* THE RECORDS:
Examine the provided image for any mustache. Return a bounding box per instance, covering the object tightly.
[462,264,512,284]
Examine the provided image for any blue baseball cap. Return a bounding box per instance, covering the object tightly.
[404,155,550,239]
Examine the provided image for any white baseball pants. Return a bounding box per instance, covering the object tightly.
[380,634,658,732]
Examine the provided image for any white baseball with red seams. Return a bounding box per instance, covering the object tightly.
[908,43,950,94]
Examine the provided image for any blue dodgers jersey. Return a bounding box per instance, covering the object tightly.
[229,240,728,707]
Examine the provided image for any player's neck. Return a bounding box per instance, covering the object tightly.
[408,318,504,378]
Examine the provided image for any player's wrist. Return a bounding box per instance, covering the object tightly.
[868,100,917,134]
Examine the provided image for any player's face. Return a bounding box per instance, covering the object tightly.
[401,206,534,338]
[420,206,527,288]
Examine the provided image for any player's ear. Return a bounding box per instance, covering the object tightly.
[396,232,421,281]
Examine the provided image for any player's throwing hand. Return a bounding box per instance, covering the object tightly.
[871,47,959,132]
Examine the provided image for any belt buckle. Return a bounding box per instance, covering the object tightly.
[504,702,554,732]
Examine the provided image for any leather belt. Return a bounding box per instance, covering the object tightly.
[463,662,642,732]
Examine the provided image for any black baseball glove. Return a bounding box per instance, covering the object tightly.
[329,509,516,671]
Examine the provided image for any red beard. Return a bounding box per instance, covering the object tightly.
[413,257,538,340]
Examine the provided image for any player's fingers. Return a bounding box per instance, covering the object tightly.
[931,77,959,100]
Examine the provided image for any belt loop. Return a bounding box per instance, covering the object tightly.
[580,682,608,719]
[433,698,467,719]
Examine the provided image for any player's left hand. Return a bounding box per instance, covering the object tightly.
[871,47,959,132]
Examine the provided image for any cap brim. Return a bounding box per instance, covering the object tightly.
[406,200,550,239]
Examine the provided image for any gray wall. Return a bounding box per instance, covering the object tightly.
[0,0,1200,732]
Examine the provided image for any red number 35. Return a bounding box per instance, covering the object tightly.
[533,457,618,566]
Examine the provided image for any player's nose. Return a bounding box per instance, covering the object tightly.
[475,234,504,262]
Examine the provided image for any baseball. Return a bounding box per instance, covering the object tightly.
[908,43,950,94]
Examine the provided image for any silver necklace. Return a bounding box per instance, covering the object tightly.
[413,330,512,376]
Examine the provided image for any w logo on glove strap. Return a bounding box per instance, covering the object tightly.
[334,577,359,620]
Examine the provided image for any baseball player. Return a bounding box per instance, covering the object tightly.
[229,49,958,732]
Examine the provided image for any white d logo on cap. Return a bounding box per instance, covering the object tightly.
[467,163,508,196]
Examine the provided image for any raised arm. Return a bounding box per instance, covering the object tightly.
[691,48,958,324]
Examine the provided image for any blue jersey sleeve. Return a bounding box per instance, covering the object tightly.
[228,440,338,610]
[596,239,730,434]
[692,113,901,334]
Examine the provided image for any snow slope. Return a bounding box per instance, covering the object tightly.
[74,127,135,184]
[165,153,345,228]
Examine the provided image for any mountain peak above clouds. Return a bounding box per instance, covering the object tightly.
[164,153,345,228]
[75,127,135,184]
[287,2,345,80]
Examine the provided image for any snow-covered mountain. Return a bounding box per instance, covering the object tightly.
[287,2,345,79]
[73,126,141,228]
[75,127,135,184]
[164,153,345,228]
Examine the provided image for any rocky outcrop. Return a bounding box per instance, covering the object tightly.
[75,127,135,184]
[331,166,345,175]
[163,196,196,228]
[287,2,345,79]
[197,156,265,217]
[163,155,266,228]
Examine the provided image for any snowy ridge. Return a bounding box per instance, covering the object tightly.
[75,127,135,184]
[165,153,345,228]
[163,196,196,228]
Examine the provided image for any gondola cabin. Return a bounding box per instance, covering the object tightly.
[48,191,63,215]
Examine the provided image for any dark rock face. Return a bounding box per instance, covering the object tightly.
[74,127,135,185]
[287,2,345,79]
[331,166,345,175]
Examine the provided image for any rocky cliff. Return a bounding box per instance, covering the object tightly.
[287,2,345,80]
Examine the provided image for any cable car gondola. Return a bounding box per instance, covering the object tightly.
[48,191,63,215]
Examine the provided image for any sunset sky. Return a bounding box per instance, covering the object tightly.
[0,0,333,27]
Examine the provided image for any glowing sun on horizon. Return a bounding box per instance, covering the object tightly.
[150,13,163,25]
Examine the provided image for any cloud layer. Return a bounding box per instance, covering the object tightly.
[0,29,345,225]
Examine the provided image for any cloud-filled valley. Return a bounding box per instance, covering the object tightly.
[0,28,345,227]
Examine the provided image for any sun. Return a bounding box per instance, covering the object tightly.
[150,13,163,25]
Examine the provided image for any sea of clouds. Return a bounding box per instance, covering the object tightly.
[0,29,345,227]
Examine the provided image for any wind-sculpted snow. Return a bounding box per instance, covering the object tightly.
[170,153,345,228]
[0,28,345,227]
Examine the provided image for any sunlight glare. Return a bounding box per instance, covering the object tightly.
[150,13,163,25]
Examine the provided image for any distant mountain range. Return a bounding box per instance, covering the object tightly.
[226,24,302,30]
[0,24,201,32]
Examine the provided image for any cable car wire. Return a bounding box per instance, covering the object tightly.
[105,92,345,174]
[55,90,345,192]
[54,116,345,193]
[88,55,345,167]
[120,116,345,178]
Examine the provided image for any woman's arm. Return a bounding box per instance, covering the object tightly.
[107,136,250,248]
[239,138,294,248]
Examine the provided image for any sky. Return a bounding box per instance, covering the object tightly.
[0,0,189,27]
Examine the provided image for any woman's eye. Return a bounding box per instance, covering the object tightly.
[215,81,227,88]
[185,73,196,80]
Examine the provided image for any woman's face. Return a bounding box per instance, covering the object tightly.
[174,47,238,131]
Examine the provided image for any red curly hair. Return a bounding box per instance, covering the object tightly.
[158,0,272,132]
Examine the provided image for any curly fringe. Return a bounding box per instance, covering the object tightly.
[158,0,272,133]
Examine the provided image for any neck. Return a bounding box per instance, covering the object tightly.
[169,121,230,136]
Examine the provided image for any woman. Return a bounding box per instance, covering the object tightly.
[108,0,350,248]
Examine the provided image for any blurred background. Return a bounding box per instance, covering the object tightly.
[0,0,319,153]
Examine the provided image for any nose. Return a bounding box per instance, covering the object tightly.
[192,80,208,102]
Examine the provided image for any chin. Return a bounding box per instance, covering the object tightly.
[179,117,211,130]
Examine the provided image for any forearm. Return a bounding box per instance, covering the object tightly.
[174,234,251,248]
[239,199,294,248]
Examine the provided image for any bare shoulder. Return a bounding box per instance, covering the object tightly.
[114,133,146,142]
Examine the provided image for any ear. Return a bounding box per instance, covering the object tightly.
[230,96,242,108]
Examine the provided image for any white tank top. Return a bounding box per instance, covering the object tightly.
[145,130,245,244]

* YOUR INSTRUCTIONS: Starting with the line that contains "Examine the provided image for any white d", reproduce the entries word for word and stop after the line that contains "[691,48,958,324]".

* REPLY TO THE TASK:
Examine the provided image for any white d logo on cap. Return a bounding box per instance, covering the object tightly.
[467,163,508,196]
Examine the provided image for any raised arm. Return a bounding box per instance, covering the object tightly.
[691,48,958,324]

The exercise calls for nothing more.